Segment Start: SUPPLIED MATERIAL

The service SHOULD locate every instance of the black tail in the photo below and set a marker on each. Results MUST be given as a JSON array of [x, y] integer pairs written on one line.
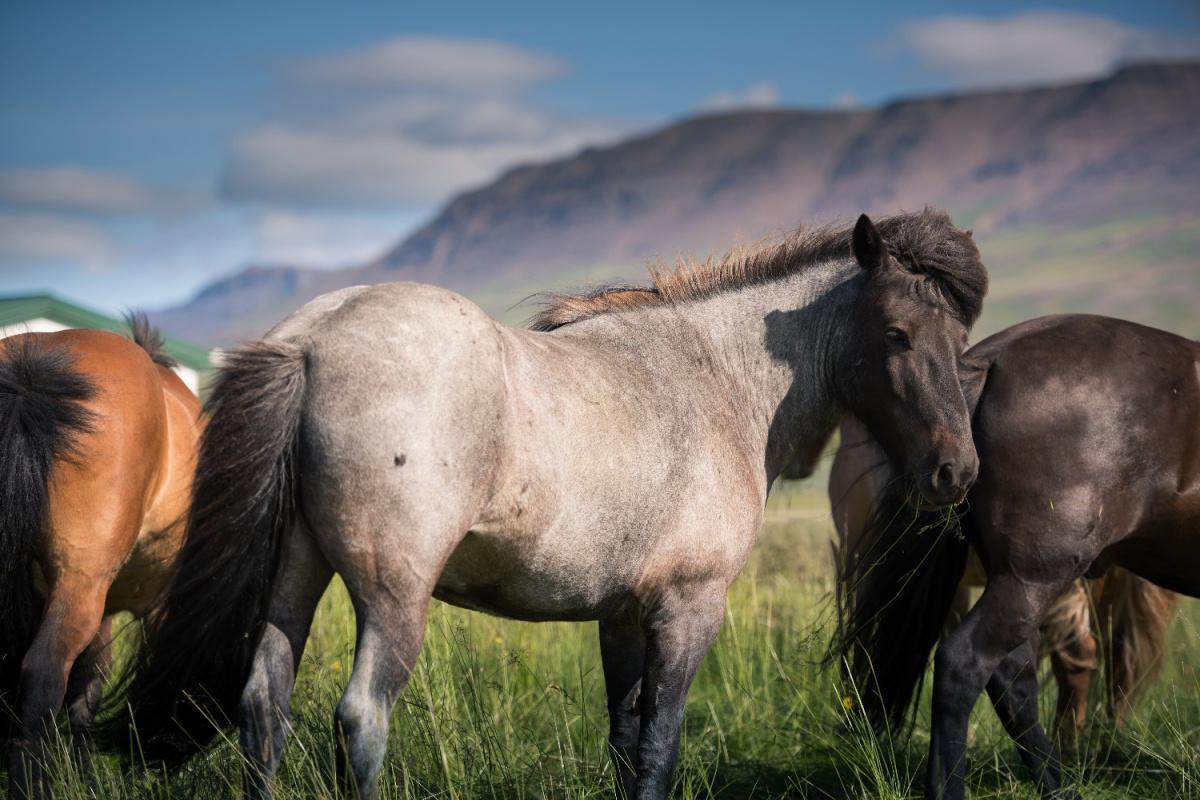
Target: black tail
[[185, 681], [897, 587], [41, 415]]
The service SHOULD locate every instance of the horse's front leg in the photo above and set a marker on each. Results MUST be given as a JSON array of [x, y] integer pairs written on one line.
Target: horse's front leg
[[623, 653], [1005, 619], [679, 625]]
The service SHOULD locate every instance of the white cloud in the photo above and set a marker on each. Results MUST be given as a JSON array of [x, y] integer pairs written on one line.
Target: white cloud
[[324, 240], [40, 238], [88, 191], [454, 119], [846, 101], [760, 95], [411, 61], [1036, 47]]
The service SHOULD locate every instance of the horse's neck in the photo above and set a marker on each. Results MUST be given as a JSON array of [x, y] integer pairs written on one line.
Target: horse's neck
[[783, 341], [771, 348]]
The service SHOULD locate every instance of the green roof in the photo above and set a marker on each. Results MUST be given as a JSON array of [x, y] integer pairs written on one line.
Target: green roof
[[15, 311]]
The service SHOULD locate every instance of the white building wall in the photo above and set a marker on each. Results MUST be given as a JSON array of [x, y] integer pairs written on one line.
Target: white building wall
[[41, 325]]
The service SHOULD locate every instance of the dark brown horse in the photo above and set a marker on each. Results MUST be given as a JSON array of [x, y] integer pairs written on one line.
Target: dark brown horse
[[1089, 437], [1119, 617], [97, 443]]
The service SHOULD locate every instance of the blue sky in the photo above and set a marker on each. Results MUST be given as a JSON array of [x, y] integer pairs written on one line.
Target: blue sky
[[147, 148]]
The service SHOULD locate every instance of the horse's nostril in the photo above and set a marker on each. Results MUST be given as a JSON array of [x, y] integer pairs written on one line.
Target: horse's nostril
[[945, 476]]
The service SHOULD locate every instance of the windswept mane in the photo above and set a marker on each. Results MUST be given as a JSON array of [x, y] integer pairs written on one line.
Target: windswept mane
[[925, 242], [148, 337]]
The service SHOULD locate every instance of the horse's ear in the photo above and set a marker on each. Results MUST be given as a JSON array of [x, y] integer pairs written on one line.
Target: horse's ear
[[868, 245]]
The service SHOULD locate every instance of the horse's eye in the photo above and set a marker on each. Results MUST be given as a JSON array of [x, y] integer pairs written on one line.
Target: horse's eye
[[897, 337]]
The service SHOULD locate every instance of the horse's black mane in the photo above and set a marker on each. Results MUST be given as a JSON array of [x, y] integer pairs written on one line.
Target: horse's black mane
[[925, 242]]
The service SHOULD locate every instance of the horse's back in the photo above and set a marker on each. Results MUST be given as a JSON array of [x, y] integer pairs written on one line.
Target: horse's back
[[1091, 426], [403, 402]]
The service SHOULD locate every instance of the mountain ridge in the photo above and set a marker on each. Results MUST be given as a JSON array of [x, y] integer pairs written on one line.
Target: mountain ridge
[[1068, 156]]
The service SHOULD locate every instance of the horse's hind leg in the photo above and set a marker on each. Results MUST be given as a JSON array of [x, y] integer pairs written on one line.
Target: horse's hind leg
[[1006, 618], [1013, 690], [73, 613], [681, 627], [264, 708], [87, 681], [623, 654], [390, 630]]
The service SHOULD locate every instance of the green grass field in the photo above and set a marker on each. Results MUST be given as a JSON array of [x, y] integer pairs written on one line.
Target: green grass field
[[502, 709]]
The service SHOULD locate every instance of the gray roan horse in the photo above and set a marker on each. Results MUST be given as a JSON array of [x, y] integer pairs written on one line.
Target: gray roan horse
[[611, 465], [1089, 437]]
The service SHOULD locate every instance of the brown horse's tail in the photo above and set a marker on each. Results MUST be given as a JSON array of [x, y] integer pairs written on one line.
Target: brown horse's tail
[[42, 413], [1133, 615], [186, 679]]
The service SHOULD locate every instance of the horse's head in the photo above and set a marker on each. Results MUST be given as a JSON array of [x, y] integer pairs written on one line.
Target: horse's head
[[900, 370]]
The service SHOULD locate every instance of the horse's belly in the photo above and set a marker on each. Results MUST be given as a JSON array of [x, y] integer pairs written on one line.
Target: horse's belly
[[495, 575]]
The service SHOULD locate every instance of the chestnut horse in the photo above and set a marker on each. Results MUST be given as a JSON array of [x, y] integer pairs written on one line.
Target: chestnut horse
[[1089, 438], [1119, 617], [611, 465], [97, 447]]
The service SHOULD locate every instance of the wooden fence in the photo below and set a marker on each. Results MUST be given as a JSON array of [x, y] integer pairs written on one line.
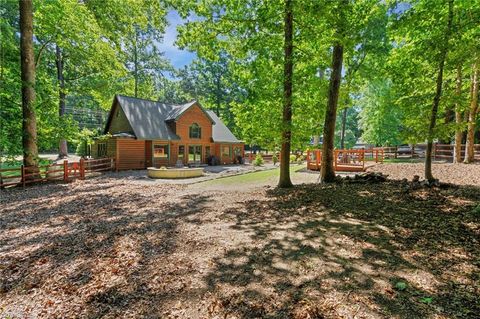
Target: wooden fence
[[446, 152], [346, 160], [440, 151], [66, 171]]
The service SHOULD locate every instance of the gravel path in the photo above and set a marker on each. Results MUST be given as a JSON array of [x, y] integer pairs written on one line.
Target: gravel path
[[107, 247]]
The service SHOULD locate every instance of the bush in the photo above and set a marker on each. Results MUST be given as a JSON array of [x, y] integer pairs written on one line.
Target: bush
[[258, 160], [275, 159]]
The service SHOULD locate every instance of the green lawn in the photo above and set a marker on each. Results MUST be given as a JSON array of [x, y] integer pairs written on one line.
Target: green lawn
[[255, 177]]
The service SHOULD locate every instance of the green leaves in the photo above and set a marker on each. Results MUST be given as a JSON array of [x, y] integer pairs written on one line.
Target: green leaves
[[400, 286]]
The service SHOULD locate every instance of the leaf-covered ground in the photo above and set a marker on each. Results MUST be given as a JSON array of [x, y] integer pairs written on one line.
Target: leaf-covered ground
[[108, 247], [460, 174]]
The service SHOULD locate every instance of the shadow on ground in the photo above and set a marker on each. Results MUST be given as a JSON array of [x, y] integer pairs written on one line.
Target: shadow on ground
[[108, 249], [366, 250]]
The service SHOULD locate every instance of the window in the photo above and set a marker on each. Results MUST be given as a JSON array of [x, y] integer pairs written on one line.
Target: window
[[207, 151], [226, 150], [181, 152], [102, 150], [194, 154], [195, 131], [160, 151]]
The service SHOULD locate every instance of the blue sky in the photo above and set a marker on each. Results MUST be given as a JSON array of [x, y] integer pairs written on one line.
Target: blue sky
[[179, 58]]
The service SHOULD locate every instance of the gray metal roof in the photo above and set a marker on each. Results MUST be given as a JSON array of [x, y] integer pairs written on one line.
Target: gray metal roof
[[221, 133], [148, 119]]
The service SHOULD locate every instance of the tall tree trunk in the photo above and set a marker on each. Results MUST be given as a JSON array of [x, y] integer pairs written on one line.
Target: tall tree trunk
[[62, 145], [218, 95], [135, 63], [29, 123], [327, 171], [344, 124], [472, 117], [457, 152], [287, 98], [438, 94]]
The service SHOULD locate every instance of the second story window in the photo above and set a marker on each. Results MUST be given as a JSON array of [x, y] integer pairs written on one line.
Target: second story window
[[195, 131]]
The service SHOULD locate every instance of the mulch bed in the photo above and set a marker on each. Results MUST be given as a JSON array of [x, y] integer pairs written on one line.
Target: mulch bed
[[107, 248], [459, 174]]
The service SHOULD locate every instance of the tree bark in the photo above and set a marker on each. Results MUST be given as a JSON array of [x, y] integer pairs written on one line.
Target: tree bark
[[29, 123], [327, 171], [135, 63], [218, 94], [344, 124], [457, 152], [472, 117], [285, 181], [62, 145], [438, 94]]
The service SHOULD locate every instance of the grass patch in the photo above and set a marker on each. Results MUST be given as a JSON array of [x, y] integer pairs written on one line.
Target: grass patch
[[18, 164], [258, 177], [403, 160]]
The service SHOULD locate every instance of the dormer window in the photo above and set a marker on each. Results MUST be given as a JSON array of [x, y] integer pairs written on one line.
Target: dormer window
[[195, 131]]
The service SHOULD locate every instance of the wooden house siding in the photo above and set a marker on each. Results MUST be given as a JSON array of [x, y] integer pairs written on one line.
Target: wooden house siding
[[130, 154]]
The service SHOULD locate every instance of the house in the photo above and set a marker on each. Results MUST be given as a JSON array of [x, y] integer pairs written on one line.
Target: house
[[146, 133]]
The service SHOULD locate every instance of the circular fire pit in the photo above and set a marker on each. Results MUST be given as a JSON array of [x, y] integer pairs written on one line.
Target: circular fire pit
[[174, 172]]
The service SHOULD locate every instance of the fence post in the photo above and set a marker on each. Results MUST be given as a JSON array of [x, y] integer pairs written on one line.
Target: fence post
[[65, 170], [23, 176], [335, 155], [82, 168]]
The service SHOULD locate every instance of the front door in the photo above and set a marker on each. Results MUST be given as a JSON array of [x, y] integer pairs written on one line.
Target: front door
[[195, 154]]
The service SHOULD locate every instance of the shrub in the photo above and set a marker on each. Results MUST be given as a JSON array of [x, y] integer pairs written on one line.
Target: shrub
[[258, 160], [274, 159]]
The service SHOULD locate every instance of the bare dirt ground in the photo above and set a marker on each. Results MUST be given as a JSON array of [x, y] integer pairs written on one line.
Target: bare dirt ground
[[460, 174], [111, 248]]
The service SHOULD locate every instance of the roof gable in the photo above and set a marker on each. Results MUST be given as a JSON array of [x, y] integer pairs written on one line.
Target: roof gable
[[148, 119], [220, 132], [179, 110]]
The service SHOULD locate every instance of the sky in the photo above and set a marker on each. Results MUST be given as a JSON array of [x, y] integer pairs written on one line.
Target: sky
[[178, 58]]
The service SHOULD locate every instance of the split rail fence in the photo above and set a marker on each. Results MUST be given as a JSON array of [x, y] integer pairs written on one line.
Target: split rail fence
[[346, 160], [66, 171]]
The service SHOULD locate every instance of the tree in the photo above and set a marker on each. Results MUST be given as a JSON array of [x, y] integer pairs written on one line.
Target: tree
[[457, 154], [472, 115], [284, 180], [438, 94], [327, 171], [27, 58]]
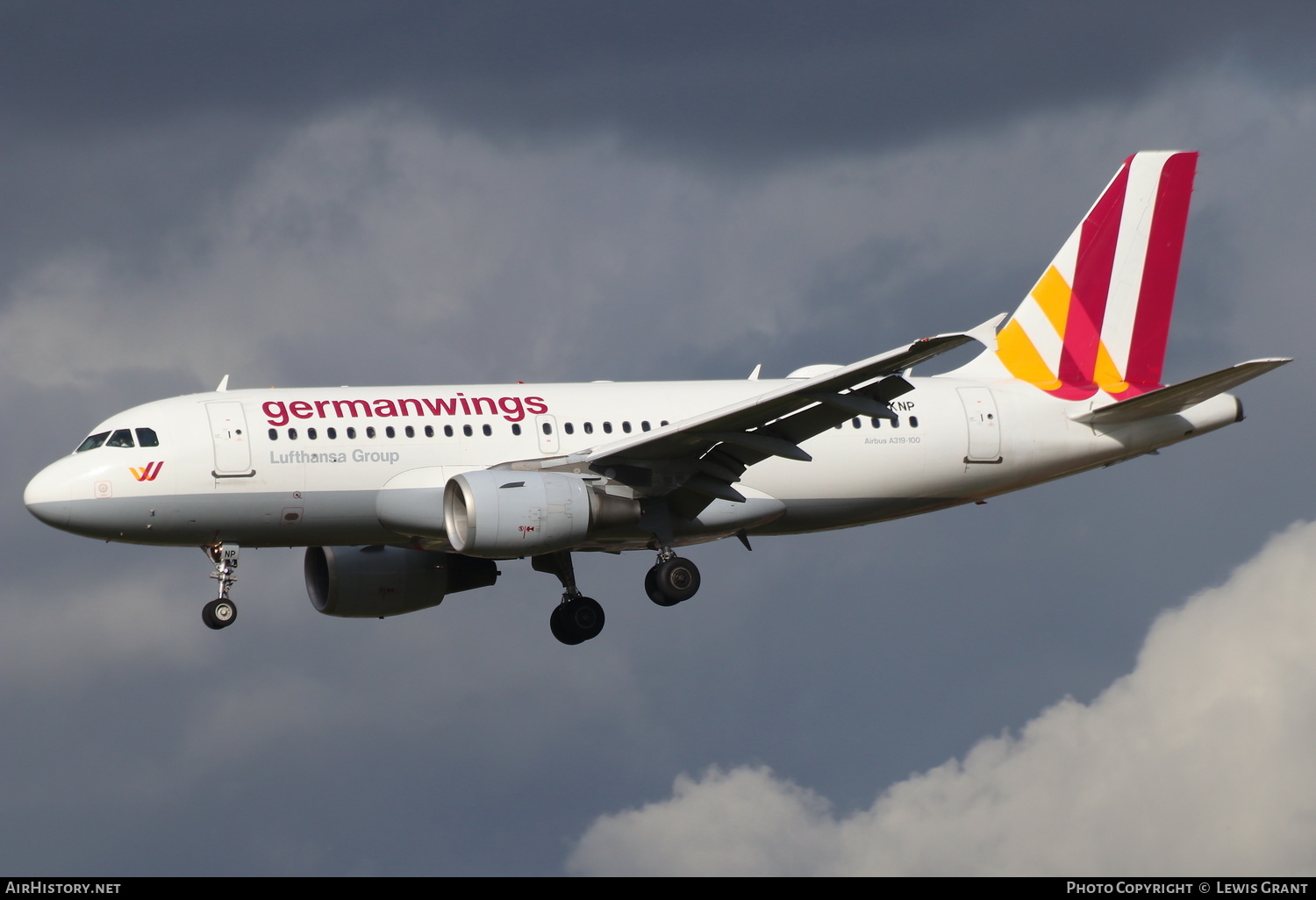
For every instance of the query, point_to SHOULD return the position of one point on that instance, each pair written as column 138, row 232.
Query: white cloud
column 1199, row 761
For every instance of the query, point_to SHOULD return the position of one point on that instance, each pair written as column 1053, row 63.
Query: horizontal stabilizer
column 1177, row 397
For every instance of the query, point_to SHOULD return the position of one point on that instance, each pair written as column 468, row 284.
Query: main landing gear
column 671, row 581
column 221, row 612
column 579, row 618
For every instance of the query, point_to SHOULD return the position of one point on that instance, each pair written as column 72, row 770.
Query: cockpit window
column 120, row 439
column 92, row 442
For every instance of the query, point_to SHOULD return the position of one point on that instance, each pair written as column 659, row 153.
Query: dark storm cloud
column 753, row 79
column 420, row 192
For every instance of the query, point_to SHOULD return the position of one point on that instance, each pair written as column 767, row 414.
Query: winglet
column 986, row 333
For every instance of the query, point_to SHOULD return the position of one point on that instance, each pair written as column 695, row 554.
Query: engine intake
column 376, row 582
column 499, row 513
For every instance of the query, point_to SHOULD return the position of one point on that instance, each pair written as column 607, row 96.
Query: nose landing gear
column 221, row 612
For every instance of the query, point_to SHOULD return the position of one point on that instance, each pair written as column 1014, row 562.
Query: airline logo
column 1099, row 316
column 149, row 473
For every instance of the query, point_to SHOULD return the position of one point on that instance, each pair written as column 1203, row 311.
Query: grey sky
column 439, row 192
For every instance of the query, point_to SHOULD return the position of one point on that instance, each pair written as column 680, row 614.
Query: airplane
column 403, row 495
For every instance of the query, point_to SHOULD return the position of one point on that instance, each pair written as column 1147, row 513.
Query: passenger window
column 92, row 442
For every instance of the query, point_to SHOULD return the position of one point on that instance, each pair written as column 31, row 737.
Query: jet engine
column 376, row 581
column 500, row 513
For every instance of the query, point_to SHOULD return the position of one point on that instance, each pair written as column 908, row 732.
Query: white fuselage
column 304, row 468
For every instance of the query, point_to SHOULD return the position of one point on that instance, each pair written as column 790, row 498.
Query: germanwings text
column 513, row 410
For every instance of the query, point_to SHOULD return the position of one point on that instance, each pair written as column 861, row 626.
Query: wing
column 697, row 460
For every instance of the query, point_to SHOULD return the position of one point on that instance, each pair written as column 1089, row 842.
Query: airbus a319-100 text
column 403, row 495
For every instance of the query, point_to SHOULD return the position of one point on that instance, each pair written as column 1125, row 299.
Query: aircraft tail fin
column 1099, row 316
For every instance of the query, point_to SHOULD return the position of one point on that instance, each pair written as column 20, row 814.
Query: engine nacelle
column 500, row 513
column 375, row 582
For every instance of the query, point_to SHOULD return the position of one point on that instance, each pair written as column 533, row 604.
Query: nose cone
column 47, row 496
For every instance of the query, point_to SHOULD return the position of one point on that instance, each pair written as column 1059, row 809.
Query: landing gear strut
column 671, row 581
column 578, row 618
column 221, row 612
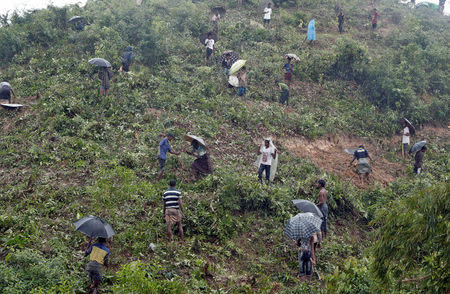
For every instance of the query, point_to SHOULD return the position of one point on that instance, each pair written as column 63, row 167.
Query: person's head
column 321, row 183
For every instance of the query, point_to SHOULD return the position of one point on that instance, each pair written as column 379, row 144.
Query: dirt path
column 328, row 153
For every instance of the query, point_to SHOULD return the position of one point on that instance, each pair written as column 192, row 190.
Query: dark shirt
column 171, row 197
column 419, row 157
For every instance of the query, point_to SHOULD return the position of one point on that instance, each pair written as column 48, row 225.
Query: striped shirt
column 171, row 197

Segment End: SUPPLIED MATERIAL

__DIRECTIONS FOR THIS TASK__.
How many lines of the material above contain the string "below"? Answer with the number only.

__EXPECTED OUTPUT__.
2